*** Block opens ***
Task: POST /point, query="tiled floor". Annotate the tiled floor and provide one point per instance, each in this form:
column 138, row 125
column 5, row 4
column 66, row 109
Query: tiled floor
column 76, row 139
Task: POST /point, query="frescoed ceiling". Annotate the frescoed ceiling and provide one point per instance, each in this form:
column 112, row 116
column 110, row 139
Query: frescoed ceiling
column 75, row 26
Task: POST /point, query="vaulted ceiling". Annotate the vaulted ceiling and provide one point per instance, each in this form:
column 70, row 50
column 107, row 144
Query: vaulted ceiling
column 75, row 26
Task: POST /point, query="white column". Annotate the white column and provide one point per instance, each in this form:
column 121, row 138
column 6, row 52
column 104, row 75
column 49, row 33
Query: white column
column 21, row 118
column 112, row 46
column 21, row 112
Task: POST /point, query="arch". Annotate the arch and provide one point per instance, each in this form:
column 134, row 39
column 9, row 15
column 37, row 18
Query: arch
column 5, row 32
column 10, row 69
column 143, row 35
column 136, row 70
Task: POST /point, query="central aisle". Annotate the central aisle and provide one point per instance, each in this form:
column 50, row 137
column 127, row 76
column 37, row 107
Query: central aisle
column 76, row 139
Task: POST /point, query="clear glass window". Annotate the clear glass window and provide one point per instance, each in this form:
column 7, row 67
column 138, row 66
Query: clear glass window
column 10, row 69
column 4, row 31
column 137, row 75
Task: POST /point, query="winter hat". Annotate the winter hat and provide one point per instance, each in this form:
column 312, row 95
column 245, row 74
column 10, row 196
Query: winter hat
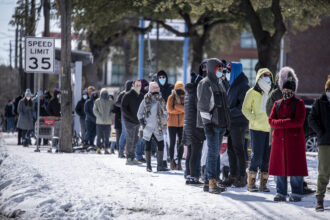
column 327, row 84
column 290, row 84
column 153, row 87
column 284, row 74
column 28, row 92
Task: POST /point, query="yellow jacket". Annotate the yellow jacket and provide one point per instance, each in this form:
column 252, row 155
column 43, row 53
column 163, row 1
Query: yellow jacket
column 251, row 106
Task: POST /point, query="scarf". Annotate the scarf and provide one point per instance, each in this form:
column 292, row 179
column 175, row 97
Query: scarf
column 161, row 111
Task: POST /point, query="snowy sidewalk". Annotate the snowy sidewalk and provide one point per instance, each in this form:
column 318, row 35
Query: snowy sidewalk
column 91, row 186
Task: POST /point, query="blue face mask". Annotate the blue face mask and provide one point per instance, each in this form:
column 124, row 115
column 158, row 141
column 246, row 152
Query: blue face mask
column 218, row 74
column 162, row 81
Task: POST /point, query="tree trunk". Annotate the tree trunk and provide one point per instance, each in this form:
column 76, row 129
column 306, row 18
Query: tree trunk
column 66, row 92
column 197, row 52
column 46, row 8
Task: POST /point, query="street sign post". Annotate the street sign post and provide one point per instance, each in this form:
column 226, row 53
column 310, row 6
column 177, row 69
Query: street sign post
column 39, row 58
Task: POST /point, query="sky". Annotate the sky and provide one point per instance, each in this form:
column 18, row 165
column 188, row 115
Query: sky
column 7, row 32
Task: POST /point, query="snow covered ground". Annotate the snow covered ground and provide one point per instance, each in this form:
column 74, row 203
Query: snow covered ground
column 90, row 186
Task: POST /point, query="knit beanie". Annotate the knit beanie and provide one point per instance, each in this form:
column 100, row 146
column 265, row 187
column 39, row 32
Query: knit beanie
column 290, row 84
column 327, row 84
column 153, row 87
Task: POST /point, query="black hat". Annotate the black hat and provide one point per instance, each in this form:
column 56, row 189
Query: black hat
column 290, row 84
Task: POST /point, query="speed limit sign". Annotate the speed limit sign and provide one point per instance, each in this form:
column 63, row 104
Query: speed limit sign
column 39, row 54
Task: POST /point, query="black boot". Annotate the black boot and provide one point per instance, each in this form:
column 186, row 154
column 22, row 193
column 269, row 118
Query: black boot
column 160, row 161
column 148, row 159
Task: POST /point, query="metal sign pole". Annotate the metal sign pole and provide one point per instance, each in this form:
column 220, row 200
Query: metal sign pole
column 38, row 115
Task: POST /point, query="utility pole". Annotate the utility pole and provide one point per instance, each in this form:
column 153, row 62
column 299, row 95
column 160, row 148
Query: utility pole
column 66, row 92
column 46, row 8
*** Block closes ***
Would you please reproduce the entries above, starting at the line with "Query: winter hat" and stopping after the line with "column 177, row 69"? Omit any pictures.

■ **Exercise solution**
Query: winter hat
column 327, row 84
column 290, row 84
column 153, row 87
column 284, row 74
column 28, row 92
Task: POST /point, query="yellow jacket". Annotate the yellow jacket and provide one point per instance, each in this form:
column 252, row 155
column 43, row 53
column 163, row 1
Query: yellow jacket
column 251, row 106
Task: POST /point, query="scarf". Annotate the scarf and provide one point per instance, each in this form:
column 292, row 179
column 175, row 97
Query: scarf
column 161, row 111
Task: POST /point, query="snowy sidewalk". Annotate the snowy sidewalk and provide one point per instance, each in this form:
column 318, row 35
Query: snowy sidewalk
column 91, row 186
Task: POST /point, query="blue face mask". Annotate the blue face mask and provide one point per instance, each in this form:
column 124, row 115
column 158, row 141
column 246, row 152
Query: blue face mask
column 218, row 74
column 162, row 81
Task: POST /point, query="tree trunk". Annotate the tree trunk and provide one point per instance, each in this form:
column 76, row 129
column 306, row 18
Query: tree trunk
column 66, row 92
column 197, row 52
column 46, row 8
Task: POST /point, query="street sign post". Annotate the street sign post and provide one point per instance, each in this form:
column 226, row 53
column 310, row 6
column 177, row 69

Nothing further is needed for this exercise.